**Task 1:** Reproduce the portion of the Herrenhaus passage between "The Neo-Renaissance Herrenhaus" and "of Göring's headquarters.", inclusive.
**Task 2:** Condense the paragraph of the Herrenhaus passage beginning "After the Prussian state had purchased the building" into a short bulleted list that keeps its main facts.
**Task 3:** According to the Herrenhaus passage, which architect designed the Neo-Renaissance Herrenhaus building?

**Text block:**
Starting in 1856, the House of Lords met at a Baroque city palace on Leipziger Straße No. 3, near Leipziger Platz, formerly owned by the merchant Johann Ernst Gotzkowsky (1710–1775) and seat of the Royal Porcelain Factory from 1763. It had been acquired by Abraham Mendelssohn Bartholdy (1776–1835), father of Felix and Fanny Mendelssohn, in 1825. In the summer of 1826, young Felix Mendelssohn wrote his A Midsummer Night's Dream overture, which premiered at his father's house.

After the Prussian state had purchased the building in 1856, it also served for the meetings of the Reichstag of the North German Federation from 1867 to 1870. Upon German unification in 1871, the neighbouring building on Leipziger Straße No. 4 was rebuilt as the seat of the Reichstag of the German Empire, before it moved into the new Reichstag building in 1894. Both the Leipziger Str. No. 3 and 4 buildings were demolished in 1898 to make space for a new building for the House of Lords.

The Neo-Renaissance Herrenhaus building, designed by the architect Friedrich Schulze, was completed in 1904. Schulze had had also built the adjacent Abgeordnetenhaus on Prinz-Albrecht-Straße from 1892 to 1898. Both structures were connected by a common functional wing in the rear, which allowed deputies to move freely between both chambers. Since 1993, the Abgeordnetenhaus building is the seat of the Berlin state parliament.

Seat of the Prussian state council from 1921 to 1933, the former Herrenhaus building from 1933 served for Hermann Göring's Preußenhaus foundation. The former debating chamber saw the inauguration of the People's Court (Volksgerichtshof) in 1934 and with the erection of neighbouring Ministry of Aviation the next year it was refurbished as the prestigious Haus der Flieger lobby of Göring's headquarters.

Heavily damaged by Allied bombing and the Battle of Berlin, the building was restored after the war and from 1946 served for the East German Academy of Sciences. Since 2000, it is the site of the parliamentary sessions of the Federal Council (Bundesrat) of Germany.

Collected data
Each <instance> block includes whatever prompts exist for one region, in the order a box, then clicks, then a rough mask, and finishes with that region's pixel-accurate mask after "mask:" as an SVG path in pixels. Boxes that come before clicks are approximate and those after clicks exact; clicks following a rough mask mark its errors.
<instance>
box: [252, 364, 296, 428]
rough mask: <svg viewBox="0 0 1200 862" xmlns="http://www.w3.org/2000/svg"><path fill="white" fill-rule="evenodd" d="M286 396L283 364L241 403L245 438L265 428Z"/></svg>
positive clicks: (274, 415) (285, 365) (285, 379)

**Response 1:**
The Neo-Renaissance Herrenhaus building, designed by the architect Friedrich Schulze, was completed in 1904. Schulze had had also built the adjacent Abgeordnetenhaus on Prinz-Albrecht-Straße from 1892 to 1898. Both structures were connected by a common functional wing in the rear, which allowed deputies to move freely between both chambers. Since 1993, the Abgeordnetenhaus building is the seat of the Berlin state parliament.

Seat of the Prussian state council from 1921 to 1933, the former Herrenhaus building from 1933 served for Hermann Göring's Preußenhaus foundation. The former debating chamber saw the inauguration of the People's Court (Volksgerichtshof) in 1934 and with the erection of neighbouring Ministry of Aviation the next year it was refurbished as the prestigious Haus der Flieger lobby of Göring's headquarters.

**Response 2:**
- The Prussian state bought the Leipziger Straße No. 3 building in 1856.
- From 1867 to 1870, it also hosted the Reichstag of the North German Federation.
- After German unification in 1871, the neighboring No. 4 building was rebuilt as the seat of the Reichstag of the German Empire.
- The Reichstag moved into the new Reichstag building in 1894.
- Both buildings were demolished in 1898 to make way for a new House of Lords building.

**Response 3:** Friedrich Schulze